→ What you are asked to do:
Which lines in the items below contain the word "wall"? Identify each one and copy it in full, treating uppercase and lowercase as different.
>> begin Task material
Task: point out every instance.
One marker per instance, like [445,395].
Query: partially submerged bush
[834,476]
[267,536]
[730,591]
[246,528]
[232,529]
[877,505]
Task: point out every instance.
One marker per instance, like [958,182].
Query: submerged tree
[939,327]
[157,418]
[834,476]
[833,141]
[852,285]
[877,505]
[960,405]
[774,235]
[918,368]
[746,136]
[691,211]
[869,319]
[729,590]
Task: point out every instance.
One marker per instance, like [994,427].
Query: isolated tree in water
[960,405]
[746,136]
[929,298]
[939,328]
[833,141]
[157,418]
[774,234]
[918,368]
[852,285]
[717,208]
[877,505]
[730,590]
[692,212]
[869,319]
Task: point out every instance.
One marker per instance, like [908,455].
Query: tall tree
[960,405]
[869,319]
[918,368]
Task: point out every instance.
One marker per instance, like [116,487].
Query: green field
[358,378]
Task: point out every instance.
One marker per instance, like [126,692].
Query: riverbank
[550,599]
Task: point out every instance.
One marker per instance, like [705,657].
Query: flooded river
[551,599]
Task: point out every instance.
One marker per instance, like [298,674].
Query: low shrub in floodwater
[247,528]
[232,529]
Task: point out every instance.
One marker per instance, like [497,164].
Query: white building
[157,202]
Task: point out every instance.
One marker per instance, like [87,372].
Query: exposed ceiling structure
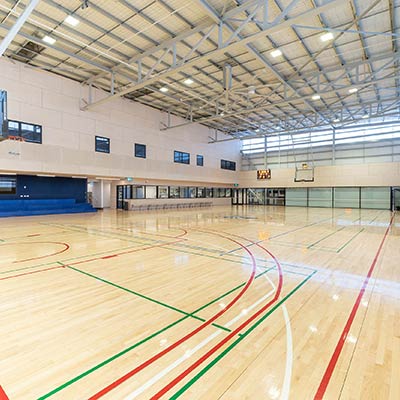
[244,68]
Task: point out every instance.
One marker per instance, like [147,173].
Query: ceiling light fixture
[70,20]
[326,37]
[276,53]
[49,39]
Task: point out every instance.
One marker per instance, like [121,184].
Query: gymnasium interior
[199,199]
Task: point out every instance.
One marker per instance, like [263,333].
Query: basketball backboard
[3,115]
[304,175]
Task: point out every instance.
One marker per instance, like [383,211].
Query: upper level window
[29,132]
[231,165]
[8,185]
[140,150]
[182,158]
[102,144]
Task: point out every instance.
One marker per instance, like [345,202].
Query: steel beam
[17,26]
[221,48]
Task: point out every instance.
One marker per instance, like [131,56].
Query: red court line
[30,273]
[182,234]
[156,234]
[3,395]
[168,349]
[231,335]
[66,247]
[125,252]
[339,346]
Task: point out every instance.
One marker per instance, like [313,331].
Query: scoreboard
[264,174]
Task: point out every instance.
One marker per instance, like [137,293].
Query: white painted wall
[382,174]
[68,134]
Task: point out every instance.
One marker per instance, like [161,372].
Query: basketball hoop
[16,138]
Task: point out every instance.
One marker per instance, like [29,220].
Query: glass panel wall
[346,198]
[256,196]
[163,192]
[375,197]
[174,192]
[320,197]
[151,192]
[296,197]
[201,192]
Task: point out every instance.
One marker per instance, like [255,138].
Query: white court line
[189,353]
[289,351]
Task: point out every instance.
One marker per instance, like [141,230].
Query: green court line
[238,340]
[349,241]
[325,237]
[160,303]
[176,244]
[128,349]
[68,259]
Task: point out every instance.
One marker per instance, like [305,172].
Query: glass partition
[201,192]
[137,192]
[163,192]
[346,198]
[320,197]
[151,192]
[375,197]
[297,197]
[174,192]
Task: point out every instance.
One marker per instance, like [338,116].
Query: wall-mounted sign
[264,174]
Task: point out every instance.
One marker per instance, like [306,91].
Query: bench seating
[169,206]
[13,208]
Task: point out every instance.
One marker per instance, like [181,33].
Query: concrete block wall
[379,174]
[69,134]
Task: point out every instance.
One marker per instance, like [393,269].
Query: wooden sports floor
[222,303]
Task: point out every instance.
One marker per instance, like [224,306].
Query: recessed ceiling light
[49,40]
[326,37]
[188,81]
[70,20]
[276,53]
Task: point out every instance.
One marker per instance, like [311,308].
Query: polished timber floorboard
[224,303]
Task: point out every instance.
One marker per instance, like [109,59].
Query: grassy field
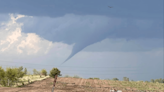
[27,79]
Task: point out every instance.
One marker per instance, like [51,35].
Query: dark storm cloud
[127,28]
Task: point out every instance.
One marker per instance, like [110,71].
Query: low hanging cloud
[16,44]
[83,31]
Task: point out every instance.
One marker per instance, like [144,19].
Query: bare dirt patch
[68,85]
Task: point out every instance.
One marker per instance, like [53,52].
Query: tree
[44,72]
[25,71]
[20,72]
[115,79]
[34,72]
[160,80]
[126,79]
[54,71]
[12,75]
[2,76]
[156,80]
[152,80]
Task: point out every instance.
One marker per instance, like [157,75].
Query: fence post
[54,82]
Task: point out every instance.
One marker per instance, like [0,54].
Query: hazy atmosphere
[89,38]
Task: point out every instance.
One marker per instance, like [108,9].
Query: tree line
[12,76]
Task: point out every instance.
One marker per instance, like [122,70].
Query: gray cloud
[85,28]
[83,31]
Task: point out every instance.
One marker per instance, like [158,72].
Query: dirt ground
[65,85]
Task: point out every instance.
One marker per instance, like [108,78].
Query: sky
[84,38]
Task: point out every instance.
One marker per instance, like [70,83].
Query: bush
[54,72]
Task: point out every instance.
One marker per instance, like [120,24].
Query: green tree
[2,76]
[54,71]
[44,72]
[35,72]
[156,80]
[115,79]
[152,80]
[160,80]
[25,71]
[11,75]
[20,72]
[97,78]
[126,79]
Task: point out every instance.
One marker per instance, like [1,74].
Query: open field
[85,85]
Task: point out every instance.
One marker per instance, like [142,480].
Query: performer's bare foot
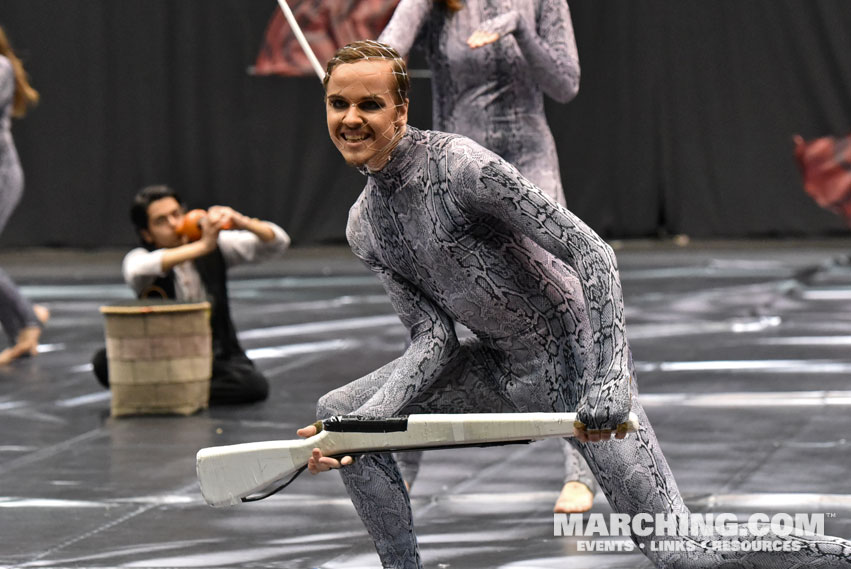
[27,344]
[575,498]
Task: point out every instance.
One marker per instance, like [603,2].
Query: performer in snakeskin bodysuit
[492,61]
[456,234]
[495,95]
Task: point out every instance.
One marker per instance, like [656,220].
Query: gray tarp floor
[743,362]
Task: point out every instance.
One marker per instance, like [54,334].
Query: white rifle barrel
[302,41]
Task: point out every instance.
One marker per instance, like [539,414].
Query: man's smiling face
[364,117]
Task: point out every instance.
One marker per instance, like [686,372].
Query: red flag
[825,165]
[327,25]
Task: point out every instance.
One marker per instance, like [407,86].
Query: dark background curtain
[683,123]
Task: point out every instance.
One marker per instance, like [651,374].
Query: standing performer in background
[22,322]
[456,234]
[491,64]
[169,265]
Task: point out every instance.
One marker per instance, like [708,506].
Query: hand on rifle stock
[317,462]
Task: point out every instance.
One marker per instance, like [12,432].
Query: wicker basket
[160,357]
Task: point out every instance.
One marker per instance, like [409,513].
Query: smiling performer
[456,234]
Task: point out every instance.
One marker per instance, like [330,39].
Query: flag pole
[317,67]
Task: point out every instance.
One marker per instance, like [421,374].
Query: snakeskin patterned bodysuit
[457,234]
[495,94]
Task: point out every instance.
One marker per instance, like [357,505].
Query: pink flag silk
[825,165]
[327,25]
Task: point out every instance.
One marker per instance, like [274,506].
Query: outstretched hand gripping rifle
[232,474]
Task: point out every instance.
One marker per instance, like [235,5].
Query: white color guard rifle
[232,474]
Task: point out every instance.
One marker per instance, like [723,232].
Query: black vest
[213,273]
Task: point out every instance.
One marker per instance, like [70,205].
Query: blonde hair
[25,96]
[371,50]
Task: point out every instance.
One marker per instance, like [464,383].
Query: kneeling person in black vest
[169,265]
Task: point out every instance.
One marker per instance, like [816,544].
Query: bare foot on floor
[27,344]
[575,498]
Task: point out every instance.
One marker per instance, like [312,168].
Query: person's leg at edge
[21,321]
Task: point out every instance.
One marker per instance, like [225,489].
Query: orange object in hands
[191,224]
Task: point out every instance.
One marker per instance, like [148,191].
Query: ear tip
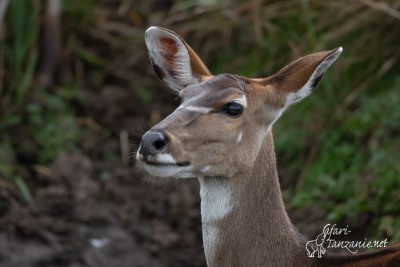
[151,30]
[338,50]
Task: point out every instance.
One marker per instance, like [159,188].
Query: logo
[329,239]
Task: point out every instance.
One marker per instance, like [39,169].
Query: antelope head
[219,128]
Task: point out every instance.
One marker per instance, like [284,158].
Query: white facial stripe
[215,199]
[239,137]
[197,109]
[165,159]
[242,101]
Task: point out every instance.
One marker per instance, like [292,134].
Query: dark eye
[232,109]
[177,99]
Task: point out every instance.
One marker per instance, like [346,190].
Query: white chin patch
[169,170]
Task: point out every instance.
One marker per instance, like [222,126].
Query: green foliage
[339,149]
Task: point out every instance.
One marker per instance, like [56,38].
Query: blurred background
[77,91]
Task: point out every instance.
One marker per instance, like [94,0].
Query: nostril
[160,144]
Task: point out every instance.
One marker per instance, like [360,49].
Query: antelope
[222,134]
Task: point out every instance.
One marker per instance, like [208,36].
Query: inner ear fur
[174,61]
[307,70]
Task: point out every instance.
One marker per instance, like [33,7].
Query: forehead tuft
[215,91]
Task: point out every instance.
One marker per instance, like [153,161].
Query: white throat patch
[215,199]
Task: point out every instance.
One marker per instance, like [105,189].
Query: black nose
[153,143]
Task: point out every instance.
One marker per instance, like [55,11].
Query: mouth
[166,166]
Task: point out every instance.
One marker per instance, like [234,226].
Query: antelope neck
[244,219]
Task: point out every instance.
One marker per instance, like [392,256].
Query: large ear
[301,77]
[174,62]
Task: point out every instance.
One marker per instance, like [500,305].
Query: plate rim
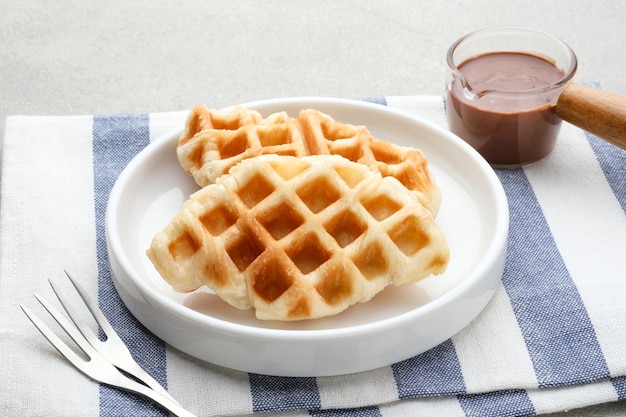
[313,334]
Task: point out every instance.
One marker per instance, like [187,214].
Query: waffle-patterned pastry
[299,238]
[214,141]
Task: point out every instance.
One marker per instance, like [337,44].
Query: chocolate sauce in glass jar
[502,101]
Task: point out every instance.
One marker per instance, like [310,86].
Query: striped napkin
[553,337]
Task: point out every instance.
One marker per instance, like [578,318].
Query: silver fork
[105,357]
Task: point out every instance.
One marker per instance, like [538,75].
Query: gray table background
[84,57]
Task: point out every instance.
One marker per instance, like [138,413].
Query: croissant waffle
[214,141]
[299,238]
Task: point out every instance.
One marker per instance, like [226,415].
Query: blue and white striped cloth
[553,337]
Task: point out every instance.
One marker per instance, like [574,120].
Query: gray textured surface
>> end Task material
→ Completed exercise:
Query: white painted wall
Query: glass panel wall
Query: wall-mounted sign
Query: concrete block wall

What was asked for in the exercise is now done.